— Exercise —
The word "surface" occurs in some lines of the data. Return each such line.

[Items from a dataset]

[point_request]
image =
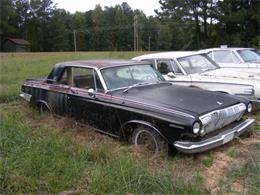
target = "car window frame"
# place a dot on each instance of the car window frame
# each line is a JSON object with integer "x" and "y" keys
{"x": 94, "y": 70}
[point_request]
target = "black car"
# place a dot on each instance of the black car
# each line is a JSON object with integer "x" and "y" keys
{"x": 130, "y": 99}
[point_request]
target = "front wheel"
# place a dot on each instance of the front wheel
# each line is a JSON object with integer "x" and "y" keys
{"x": 149, "y": 139}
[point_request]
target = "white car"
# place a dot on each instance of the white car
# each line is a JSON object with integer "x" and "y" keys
{"x": 194, "y": 69}
{"x": 230, "y": 57}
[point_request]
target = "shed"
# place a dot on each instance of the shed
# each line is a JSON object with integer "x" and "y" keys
{"x": 16, "y": 45}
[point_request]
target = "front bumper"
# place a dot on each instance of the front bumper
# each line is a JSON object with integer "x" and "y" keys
{"x": 256, "y": 105}
{"x": 213, "y": 142}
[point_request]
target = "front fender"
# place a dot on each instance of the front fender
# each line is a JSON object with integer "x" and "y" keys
{"x": 144, "y": 123}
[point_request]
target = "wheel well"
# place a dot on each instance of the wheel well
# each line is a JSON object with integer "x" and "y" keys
{"x": 45, "y": 105}
{"x": 127, "y": 129}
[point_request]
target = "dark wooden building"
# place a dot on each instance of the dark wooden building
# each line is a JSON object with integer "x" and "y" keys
{"x": 15, "y": 45}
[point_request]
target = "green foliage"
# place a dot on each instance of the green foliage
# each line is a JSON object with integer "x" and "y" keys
{"x": 38, "y": 159}
{"x": 35, "y": 160}
{"x": 179, "y": 25}
{"x": 208, "y": 161}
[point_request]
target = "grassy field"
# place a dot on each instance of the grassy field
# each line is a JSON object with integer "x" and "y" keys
{"x": 40, "y": 153}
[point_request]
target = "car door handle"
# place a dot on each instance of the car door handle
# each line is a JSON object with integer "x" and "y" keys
{"x": 74, "y": 91}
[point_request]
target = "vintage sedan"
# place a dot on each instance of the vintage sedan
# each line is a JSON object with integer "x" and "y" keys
{"x": 131, "y": 99}
{"x": 232, "y": 57}
{"x": 195, "y": 69}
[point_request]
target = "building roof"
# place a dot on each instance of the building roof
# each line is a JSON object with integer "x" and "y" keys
{"x": 99, "y": 63}
{"x": 18, "y": 41}
{"x": 171, "y": 54}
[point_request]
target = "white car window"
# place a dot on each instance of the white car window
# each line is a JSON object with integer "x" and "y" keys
{"x": 249, "y": 55}
{"x": 225, "y": 56}
{"x": 196, "y": 64}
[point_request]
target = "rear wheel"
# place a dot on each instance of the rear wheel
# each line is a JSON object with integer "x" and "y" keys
{"x": 43, "y": 108}
{"x": 149, "y": 139}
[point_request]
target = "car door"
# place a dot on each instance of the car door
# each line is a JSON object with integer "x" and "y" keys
{"x": 57, "y": 95}
{"x": 85, "y": 103}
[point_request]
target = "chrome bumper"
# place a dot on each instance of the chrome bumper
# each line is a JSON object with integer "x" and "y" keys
{"x": 256, "y": 105}
{"x": 26, "y": 96}
{"x": 213, "y": 142}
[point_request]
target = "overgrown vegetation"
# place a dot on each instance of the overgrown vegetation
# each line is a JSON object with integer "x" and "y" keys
{"x": 44, "y": 154}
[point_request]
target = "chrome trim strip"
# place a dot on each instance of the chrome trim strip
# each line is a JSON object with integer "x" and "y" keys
{"x": 213, "y": 142}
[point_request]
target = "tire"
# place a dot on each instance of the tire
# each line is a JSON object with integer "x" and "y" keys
{"x": 43, "y": 108}
{"x": 149, "y": 139}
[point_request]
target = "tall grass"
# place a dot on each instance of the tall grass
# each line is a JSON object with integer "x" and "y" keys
{"x": 41, "y": 160}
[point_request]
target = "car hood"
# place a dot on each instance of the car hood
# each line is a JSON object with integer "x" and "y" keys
{"x": 243, "y": 73}
{"x": 240, "y": 65}
{"x": 175, "y": 97}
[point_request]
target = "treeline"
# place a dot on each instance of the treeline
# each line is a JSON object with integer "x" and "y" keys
{"x": 178, "y": 25}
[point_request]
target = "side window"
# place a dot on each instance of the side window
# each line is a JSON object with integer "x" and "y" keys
{"x": 164, "y": 66}
{"x": 225, "y": 57}
{"x": 98, "y": 82}
{"x": 176, "y": 68}
{"x": 83, "y": 78}
{"x": 66, "y": 77}
{"x": 152, "y": 61}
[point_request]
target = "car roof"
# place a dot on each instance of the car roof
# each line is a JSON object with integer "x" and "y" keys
{"x": 99, "y": 64}
{"x": 170, "y": 54}
{"x": 219, "y": 49}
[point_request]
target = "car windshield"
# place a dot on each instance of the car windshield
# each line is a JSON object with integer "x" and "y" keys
{"x": 196, "y": 64}
{"x": 249, "y": 55}
{"x": 125, "y": 76}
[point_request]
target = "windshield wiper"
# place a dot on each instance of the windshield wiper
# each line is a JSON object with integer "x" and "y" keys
{"x": 135, "y": 85}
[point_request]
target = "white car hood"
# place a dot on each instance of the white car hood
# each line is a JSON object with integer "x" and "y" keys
{"x": 251, "y": 74}
{"x": 247, "y": 65}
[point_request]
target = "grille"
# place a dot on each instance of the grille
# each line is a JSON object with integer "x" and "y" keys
{"x": 220, "y": 118}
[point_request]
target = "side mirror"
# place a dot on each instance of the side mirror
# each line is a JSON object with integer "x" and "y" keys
{"x": 171, "y": 75}
{"x": 91, "y": 92}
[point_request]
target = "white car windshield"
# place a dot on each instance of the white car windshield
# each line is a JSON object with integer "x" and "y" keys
{"x": 249, "y": 55}
{"x": 196, "y": 64}
{"x": 125, "y": 76}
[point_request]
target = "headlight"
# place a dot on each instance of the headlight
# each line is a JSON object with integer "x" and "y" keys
{"x": 249, "y": 107}
{"x": 196, "y": 127}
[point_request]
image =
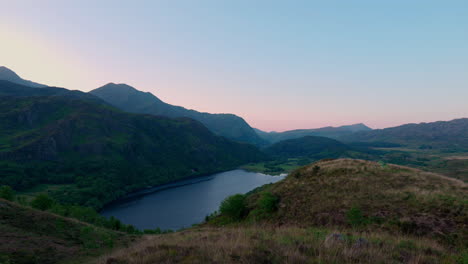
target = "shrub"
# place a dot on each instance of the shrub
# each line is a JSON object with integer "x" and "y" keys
{"x": 355, "y": 217}
{"x": 268, "y": 203}
{"x": 42, "y": 202}
{"x": 7, "y": 193}
{"x": 234, "y": 207}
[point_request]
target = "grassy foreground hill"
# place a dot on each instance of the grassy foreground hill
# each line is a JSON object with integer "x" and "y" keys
{"x": 332, "y": 211}
{"x": 32, "y": 236}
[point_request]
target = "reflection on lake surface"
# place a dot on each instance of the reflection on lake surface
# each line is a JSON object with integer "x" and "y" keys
{"x": 185, "y": 203}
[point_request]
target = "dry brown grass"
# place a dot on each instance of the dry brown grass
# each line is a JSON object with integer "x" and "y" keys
{"x": 403, "y": 199}
{"x": 266, "y": 244}
{"x": 411, "y": 217}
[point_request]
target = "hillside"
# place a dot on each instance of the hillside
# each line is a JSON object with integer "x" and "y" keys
{"x": 32, "y": 236}
{"x": 131, "y": 100}
{"x": 332, "y": 211}
{"x": 451, "y": 135}
{"x": 331, "y": 132}
{"x": 309, "y": 146}
{"x": 9, "y": 75}
{"x": 96, "y": 153}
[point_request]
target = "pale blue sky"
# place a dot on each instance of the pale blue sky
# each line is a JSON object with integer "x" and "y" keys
{"x": 279, "y": 64}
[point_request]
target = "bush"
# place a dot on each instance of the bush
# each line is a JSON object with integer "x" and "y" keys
{"x": 7, "y": 193}
{"x": 42, "y": 202}
{"x": 234, "y": 207}
{"x": 355, "y": 217}
{"x": 268, "y": 203}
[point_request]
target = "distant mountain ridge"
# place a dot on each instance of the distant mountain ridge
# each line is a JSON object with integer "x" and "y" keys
{"x": 441, "y": 134}
{"x": 52, "y": 135}
{"x": 9, "y": 75}
{"x": 331, "y": 132}
{"x": 308, "y": 146}
{"x": 132, "y": 100}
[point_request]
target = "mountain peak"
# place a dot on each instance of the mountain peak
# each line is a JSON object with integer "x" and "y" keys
{"x": 6, "y": 73}
{"x": 9, "y": 75}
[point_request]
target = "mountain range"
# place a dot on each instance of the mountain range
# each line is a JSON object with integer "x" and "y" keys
{"x": 442, "y": 134}
{"x": 131, "y": 100}
{"x": 331, "y": 132}
{"x": 9, "y": 75}
{"x": 52, "y": 135}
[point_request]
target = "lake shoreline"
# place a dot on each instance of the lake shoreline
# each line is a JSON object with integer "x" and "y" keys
{"x": 174, "y": 184}
{"x": 183, "y": 203}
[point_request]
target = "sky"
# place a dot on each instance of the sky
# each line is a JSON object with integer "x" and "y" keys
{"x": 280, "y": 65}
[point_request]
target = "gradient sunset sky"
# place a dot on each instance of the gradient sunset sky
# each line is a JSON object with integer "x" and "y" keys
{"x": 279, "y": 64}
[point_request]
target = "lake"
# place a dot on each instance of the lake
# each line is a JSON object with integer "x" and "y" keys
{"x": 184, "y": 203}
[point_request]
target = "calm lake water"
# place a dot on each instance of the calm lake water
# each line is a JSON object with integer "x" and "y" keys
{"x": 182, "y": 204}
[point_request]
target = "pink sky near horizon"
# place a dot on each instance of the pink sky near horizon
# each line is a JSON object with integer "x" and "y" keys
{"x": 274, "y": 78}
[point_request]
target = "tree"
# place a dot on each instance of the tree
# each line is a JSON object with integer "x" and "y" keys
{"x": 234, "y": 207}
{"x": 7, "y": 193}
{"x": 42, "y": 202}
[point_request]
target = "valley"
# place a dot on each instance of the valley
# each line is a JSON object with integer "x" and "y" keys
{"x": 118, "y": 176}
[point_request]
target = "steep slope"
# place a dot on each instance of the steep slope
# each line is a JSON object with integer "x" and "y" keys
{"x": 309, "y": 146}
{"x": 51, "y": 238}
{"x": 8, "y": 88}
{"x": 390, "y": 197}
{"x": 333, "y": 211}
{"x": 9, "y": 75}
{"x": 331, "y": 132}
{"x": 443, "y": 134}
{"x": 101, "y": 153}
{"x": 131, "y": 100}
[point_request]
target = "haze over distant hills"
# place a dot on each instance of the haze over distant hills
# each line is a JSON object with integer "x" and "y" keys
{"x": 132, "y": 100}
{"x": 9, "y": 75}
{"x": 442, "y": 134}
{"x": 331, "y": 132}
{"x": 52, "y": 135}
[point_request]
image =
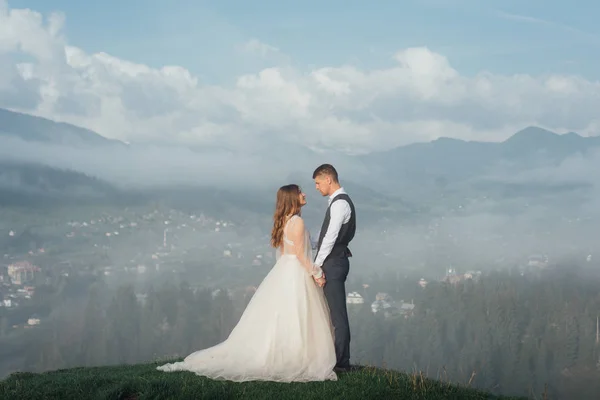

— Solution —
target = "reflection on lake surface"
# place a dot on each instance of the reflection on lake surface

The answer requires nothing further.